At Geneos, we believe that the clinical benefit we are observing in our ongoing trials will result in our Personalized Therapeutic Cancer Vaccines (PTCV) serving an important role in new treatment paradigms for cancer.
Cancer vaccines aim to teach one’s immune system to fight their own cancer. At Geneos, we startat the beginning – by respecting the fundamental importance of including virtually all of a patient’s tumor-specific neoantigens to create an optimal therapeutic vaccine. These neoantigens arise from gene mutations in the tumor as a patient’s cancer progresses. With Geneos’ DNA-based vaccines, the days of first trying to outsmart cancer by pre-selecting so-called high value neoantigens, are over. Past approaches have been hampered by the limited carrying capacity of other vaccine platforms, i.e., the inability to deliver the full complement of neoantigens. These algorithm-based approaches have, unfortunately, hampered success rather than unlocking it Geneos has a radically simple idea: why not just include virtually all of a patient’s neoantigens and let nature decide which ones are relevant to unleashing the desired immune response? The fundamental importance and value of doing so is now being borne out in extensive immunological mechanism of action studies from analysis of our emerging clinical data.
In our ongoing clinical trial for second line treatment of hepatocellular carcinoma (HCC), the industry-leading carrying capacity of our PTCVs enables the great majority of our patients to get vaccines with all of their neoantigens, and we have manufacturing solutions at the ready to increase this to 100 percent should doing so prove to offer meaningful additional clinical benefit.

PROVIDED DATA:
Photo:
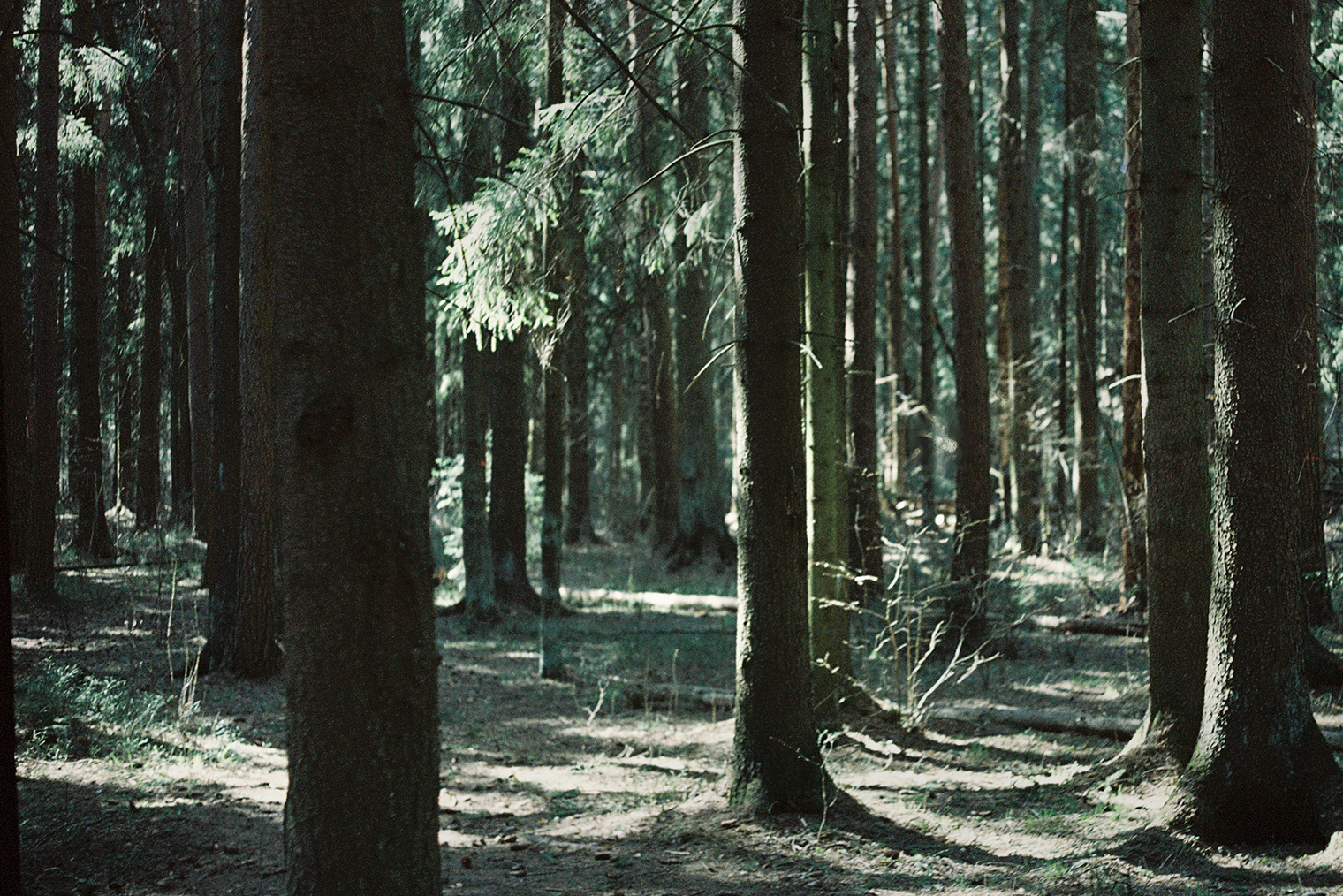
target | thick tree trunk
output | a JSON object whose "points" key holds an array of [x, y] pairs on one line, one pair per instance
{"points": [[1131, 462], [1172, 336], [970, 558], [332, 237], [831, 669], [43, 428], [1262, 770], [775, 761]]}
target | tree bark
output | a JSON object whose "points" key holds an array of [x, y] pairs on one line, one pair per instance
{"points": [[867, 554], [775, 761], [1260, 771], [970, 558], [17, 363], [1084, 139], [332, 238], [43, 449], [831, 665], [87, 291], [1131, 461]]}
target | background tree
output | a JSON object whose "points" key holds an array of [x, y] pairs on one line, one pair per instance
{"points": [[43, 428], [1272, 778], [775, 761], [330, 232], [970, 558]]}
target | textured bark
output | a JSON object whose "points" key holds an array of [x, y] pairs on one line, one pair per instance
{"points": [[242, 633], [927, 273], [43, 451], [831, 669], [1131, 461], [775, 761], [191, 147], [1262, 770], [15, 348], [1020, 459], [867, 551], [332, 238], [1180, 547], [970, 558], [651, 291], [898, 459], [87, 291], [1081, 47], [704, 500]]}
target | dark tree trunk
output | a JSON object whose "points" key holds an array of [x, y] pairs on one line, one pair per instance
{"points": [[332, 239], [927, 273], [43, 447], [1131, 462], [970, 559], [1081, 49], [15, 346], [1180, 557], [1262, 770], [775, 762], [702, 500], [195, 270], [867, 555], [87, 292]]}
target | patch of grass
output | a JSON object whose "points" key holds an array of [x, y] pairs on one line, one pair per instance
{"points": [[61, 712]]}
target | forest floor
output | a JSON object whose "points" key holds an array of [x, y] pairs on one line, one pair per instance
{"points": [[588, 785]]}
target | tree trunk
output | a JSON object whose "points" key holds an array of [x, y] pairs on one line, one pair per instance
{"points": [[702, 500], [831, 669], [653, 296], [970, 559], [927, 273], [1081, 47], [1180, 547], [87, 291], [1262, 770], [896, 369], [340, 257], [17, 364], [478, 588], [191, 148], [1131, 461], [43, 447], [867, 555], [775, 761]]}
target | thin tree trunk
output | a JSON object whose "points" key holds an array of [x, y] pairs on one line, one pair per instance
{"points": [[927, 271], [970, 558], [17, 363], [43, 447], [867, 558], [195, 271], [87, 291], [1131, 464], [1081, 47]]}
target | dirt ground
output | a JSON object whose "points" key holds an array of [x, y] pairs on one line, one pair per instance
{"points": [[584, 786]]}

TASK ITEM A: From the passage on personalized cancer vaccines, extract the part starting with "At Geneos, we believe" and going on through "paradigms for cancer.".
TASK ITEM B: According to the passage on personalized cancer vaccines, what do neoantigens arise from?
TASK ITEM C: Put this sentence from the passage on personalized cancer vaccines into Spanish: "Cancer vaccines aim to teach one’s immune system to fight their own cancer."

FINAL ANSWER A:
At Geneos, we believe that the clinical benefit we are observing in our ongoing trials will result in our Personalized Therapeutic Cancer Vaccines (PTCV) serving an important role in new treatment paradigms for cancer.

FINAL ANSWER B: They arise from gene mutations in the tumor as a patient's cancer progresses.

FINAL ANSWER C: Las vacunas contra el cáncer buscan enseñar al sistema inmunitario de una persona a combatir su propio cáncer.